• [Check your understanding]
1. In the quiz on metaphase II arrest, which pathway does CSF act through primarily?
2. Duplicate the part of the quiz on metaphase II arrest from "Questions: Secondary Oocyte" up to and including "maintaining this arrest?".

Questions: Secondary Oocyte Arrest in Metaphase II
5 questions to test your understanding
Score: 0 / 5
Question 1 Multiple Choice
A secondary oocyte is held at metaphase II. Which statement best describes the molecular state maintaining this arrest?
AThe cell lacks the MPF needed to maintain the metaphase state, so it cannot proceed to anaphase
BAPC/C is actively inhibited by CSF/Mos signaling, preventing securin and cyclin B degradation
CThe spindle checkpoint is triggered by unattached kinetochores on sister chromatids
DLow cyclin B levels keep the cell in a stable interphase-like holding state
Metaphase II arrest is an actively maintained state, not a passive one. CSF (primarily through the Mos/MAPK pathway) keeps cyclin B stable and MPF activity high — which is what maintains the metaphase state (condensed chromosomes, assembled spindle). Critically, CSF simultaneously inhibits APC/C, the ubiquitin ligase that would destroy securin and cyclin B to trigger anaphase. The cell is fully assembled and ready to divide; it is held in check. Options A and D are backwards — MPF is high, not absent.
Question 2 Multiple Choice
What is the proximate molecular trigger that releases the secondary oocyte from metaphase II arrest upon fertilization?

• [Stored data]
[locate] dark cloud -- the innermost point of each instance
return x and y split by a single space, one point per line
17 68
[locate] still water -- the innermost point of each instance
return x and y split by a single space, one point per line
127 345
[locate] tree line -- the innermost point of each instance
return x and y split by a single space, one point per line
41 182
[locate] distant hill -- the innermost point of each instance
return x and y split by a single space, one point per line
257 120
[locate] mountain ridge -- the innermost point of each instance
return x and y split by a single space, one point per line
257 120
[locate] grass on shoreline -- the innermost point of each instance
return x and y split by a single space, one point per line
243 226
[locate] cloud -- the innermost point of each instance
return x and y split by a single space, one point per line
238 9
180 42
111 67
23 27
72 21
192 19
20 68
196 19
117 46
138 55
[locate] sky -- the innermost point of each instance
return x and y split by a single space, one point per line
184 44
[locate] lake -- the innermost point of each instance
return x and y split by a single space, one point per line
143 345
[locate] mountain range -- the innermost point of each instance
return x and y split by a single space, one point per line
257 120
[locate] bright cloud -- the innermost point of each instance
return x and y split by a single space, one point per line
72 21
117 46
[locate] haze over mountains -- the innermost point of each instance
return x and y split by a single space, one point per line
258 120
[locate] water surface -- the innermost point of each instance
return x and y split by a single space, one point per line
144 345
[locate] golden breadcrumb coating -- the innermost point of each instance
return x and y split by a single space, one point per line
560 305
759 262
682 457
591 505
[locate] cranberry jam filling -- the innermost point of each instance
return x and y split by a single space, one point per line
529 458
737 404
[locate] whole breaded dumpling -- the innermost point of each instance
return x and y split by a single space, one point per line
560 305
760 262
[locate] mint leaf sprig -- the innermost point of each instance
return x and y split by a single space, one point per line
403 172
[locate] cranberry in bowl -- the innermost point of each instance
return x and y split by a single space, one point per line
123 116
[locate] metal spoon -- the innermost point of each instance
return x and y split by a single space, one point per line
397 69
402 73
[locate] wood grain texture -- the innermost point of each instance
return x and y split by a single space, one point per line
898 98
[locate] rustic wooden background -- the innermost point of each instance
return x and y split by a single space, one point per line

• [Task answers]
1. The Mos/MAPK pathway.

2.
Questions: Secondary Oocyte Arrest in Metaphase II
5 questions to test your understanding
Score: 0 / 5
Question 1 Multiple Choice
A secondary oocyte is held at metaphase II. Which statement best describes the molecular state maintaining this arrest?